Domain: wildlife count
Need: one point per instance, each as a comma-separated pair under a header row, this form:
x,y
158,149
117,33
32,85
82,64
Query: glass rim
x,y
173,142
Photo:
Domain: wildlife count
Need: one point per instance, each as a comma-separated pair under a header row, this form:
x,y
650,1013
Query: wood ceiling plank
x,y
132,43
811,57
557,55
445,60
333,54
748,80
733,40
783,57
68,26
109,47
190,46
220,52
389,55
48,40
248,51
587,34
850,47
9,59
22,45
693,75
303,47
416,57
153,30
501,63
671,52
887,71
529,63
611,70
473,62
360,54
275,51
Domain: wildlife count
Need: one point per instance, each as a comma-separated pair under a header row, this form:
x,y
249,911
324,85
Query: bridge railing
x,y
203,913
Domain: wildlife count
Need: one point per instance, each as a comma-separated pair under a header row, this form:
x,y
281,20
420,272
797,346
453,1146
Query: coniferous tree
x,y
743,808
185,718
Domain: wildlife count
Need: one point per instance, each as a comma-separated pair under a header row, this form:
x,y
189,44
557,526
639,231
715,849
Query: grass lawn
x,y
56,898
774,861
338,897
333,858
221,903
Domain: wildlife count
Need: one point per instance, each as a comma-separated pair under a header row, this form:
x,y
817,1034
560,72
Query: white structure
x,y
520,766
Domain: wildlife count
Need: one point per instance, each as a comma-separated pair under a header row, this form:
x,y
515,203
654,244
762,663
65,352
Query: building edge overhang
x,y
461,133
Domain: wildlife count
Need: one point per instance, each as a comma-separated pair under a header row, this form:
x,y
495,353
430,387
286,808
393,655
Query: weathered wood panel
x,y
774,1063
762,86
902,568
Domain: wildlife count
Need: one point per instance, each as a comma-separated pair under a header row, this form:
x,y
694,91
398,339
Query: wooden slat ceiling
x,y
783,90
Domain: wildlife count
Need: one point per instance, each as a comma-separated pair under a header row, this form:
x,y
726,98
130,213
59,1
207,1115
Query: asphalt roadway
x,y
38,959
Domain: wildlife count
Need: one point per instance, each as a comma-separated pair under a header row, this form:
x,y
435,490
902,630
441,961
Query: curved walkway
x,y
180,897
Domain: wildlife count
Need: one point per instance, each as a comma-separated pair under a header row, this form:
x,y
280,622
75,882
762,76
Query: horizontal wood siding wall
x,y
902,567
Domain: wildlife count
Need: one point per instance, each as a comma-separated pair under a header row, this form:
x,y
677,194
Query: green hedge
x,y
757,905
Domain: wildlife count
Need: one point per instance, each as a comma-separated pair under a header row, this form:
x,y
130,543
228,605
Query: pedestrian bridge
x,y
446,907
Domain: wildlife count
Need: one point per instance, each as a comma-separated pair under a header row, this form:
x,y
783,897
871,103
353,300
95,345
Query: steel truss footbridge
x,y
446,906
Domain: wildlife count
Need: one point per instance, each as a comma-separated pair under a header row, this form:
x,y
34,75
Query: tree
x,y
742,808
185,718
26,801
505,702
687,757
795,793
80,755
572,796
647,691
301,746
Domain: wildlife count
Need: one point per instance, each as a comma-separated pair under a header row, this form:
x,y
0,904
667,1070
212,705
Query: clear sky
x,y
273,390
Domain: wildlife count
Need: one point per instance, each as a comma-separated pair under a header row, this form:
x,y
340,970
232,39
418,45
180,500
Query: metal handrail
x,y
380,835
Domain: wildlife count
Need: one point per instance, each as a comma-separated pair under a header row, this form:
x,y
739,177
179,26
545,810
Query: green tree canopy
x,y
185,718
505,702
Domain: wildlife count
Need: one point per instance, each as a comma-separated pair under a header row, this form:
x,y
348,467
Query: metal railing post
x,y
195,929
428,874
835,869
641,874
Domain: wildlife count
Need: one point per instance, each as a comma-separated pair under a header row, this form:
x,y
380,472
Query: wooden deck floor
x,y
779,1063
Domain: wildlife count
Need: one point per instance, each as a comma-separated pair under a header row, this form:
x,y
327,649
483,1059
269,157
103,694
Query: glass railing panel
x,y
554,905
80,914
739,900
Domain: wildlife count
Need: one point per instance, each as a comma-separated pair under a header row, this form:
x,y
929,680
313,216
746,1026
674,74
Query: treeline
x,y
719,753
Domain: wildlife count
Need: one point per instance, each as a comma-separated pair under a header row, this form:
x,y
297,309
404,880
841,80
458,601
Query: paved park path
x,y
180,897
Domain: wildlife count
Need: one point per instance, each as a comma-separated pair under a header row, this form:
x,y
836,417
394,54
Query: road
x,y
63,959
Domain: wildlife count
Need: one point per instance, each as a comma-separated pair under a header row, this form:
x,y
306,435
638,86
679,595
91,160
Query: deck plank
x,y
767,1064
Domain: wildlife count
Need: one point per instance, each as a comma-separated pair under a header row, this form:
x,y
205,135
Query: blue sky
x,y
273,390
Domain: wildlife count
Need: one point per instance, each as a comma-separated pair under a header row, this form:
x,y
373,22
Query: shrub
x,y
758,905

◇ ◇ ◇ ◇ ◇

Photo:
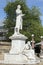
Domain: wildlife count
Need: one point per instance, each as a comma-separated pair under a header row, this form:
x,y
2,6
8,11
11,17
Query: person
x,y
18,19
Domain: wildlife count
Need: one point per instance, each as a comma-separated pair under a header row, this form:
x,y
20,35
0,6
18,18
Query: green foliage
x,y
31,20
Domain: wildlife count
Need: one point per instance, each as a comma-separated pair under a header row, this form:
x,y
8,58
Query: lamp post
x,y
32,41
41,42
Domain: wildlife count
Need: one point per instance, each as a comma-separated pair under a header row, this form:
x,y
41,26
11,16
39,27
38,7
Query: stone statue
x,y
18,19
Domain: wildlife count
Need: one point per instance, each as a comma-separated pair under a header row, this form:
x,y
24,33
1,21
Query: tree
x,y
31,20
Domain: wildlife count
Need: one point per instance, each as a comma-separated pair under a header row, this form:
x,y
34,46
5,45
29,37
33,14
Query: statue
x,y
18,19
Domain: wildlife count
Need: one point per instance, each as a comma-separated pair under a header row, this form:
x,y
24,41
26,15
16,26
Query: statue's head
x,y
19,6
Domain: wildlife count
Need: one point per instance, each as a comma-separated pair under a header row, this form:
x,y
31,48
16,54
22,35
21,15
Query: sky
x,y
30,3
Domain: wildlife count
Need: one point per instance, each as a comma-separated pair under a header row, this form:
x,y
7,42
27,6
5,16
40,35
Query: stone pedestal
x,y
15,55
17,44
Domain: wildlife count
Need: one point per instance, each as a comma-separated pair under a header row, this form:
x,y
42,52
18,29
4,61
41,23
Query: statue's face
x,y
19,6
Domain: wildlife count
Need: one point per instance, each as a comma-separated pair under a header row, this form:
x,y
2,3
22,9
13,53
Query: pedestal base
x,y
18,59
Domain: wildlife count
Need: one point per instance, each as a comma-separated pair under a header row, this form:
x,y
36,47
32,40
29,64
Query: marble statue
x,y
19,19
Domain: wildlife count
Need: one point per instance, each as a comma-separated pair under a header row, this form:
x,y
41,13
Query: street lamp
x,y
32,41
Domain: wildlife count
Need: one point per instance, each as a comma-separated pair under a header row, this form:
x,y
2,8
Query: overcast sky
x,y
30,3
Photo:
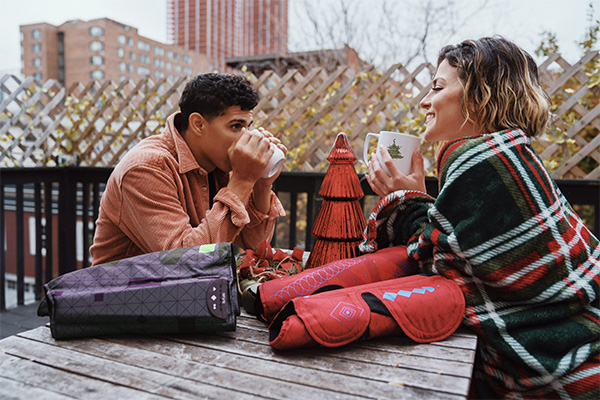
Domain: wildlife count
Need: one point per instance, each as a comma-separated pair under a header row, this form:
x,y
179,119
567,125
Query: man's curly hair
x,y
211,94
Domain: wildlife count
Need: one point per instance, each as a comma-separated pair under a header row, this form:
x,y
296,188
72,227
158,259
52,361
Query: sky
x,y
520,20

◇ ◇ ◇ ◇ ◇

● What is being asked
Please pull out every line of the listing above that contains the string "stone", copying each one in full. Case counts when matching.

● Result for this task
Query: stone statue
Query: stone pedestal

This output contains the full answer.